▶ **Data supplied**:
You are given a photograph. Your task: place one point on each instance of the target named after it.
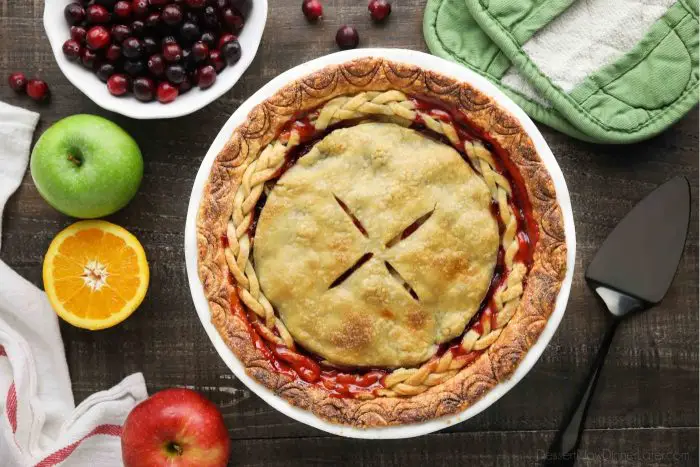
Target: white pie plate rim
(427, 62)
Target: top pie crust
(387, 177)
(439, 387)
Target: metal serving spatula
(632, 271)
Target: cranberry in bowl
(188, 38)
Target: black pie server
(631, 272)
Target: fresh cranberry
(122, 9)
(217, 60)
(209, 38)
(140, 8)
(78, 33)
(18, 82)
(347, 37)
(312, 9)
(97, 37)
(118, 84)
(134, 68)
(138, 28)
(74, 13)
(105, 71)
(153, 20)
(189, 31)
(168, 40)
(120, 32)
(172, 52)
(71, 49)
(175, 74)
(172, 15)
(226, 37)
(156, 65)
(89, 59)
(185, 86)
(144, 89)
(106, 3)
(97, 14)
(231, 52)
(233, 20)
(132, 47)
(150, 46)
(206, 76)
(379, 9)
(114, 53)
(188, 60)
(38, 90)
(210, 19)
(166, 92)
(200, 51)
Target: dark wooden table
(646, 409)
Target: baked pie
(380, 244)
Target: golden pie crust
(388, 176)
(448, 389)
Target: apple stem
(175, 448)
(75, 160)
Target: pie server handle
(562, 452)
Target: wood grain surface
(646, 408)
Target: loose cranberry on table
(379, 9)
(18, 82)
(347, 37)
(312, 9)
(38, 90)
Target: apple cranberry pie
(380, 244)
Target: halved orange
(95, 274)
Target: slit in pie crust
(380, 244)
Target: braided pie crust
(378, 88)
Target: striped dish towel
(39, 422)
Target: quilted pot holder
(599, 70)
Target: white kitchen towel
(39, 423)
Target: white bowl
(428, 62)
(58, 31)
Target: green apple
(86, 166)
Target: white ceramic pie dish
(428, 62)
(58, 31)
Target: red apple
(175, 428)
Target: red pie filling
(305, 366)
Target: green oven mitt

▶ **Task**: Rewrite all of the records above, replacing every "cranberry" with "red berry" and keeping everything else the same. Leave the pictures out of your answer.

▶ **Task answer**:
You are given a photograph. Your task: place one point on each instance of the target named after it.
Target: white pie plate rim
(427, 62)
Target: top pie crust
(387, 177)
(439, 387)
Target: metal serving spatula
(632, 271)
Target: red berry in bowl
(188, 38)
Target: black pie server
(631, 272)
Target: fresh red berry
(122, 9)
(217, 60)
(209, 38)
(140, 8)
(78, 33)
(18, 82)
(347, 37)
(312, 9)
(97, 37)
(118, 84)
(134, 68)
(138, 28)
(74, 13)
(105, 71)
(153, 20)
(189, 31)
(168, 40)
(120, 32)
(172, 52)
(71, 49)
(175, 74)
(172, 15)
(226, 37)
(156, 65)
(89, 59)
(185, 86)
(144, 89)
(106, 3)
(97, 14)
(231, 52)
(233, 20)
(132, 47)
(150, 46)
(206, 76)
(379, 9)
(114, 53)
(188, 60)
(38, 90)
(210, 19)
(166, 92)
(200, 51)
Target: dark wooden table
(646, 409)
Target: baked pie
(380, 244)
Target: golden pie crust
(388, 176)
(448, 389)
Target: apple stem
(175, 448)
(75, 160)
Target: pie server handle
(562, 452)
Target: wood grain surface
(646, 408)
Target: loose red berry on table
(379, 9)
(18, 82)
(347, 37)
(312, 9)
(38, 90)
Target: apple red berry pie
(380, 244)
Target: halved orange
(95, 274)
Target: slit in pie crust
(380, 244)
Target: braided pie crust
(378, 88)
Target: striped dish towel
(39, 422)
Target: quilted pot holder
(599, 70)
Target: white kitchen towel
(39, 423)
Target: white bowl
(428, 62)
(58, 31)
Target: green apple
(86, 166)
Target: white ceramic pie dish
(428, 62)
(58, 31)
Target: red apple
(175, 428)
Target: red pie filling
(305, 366)
Target: green oven mitt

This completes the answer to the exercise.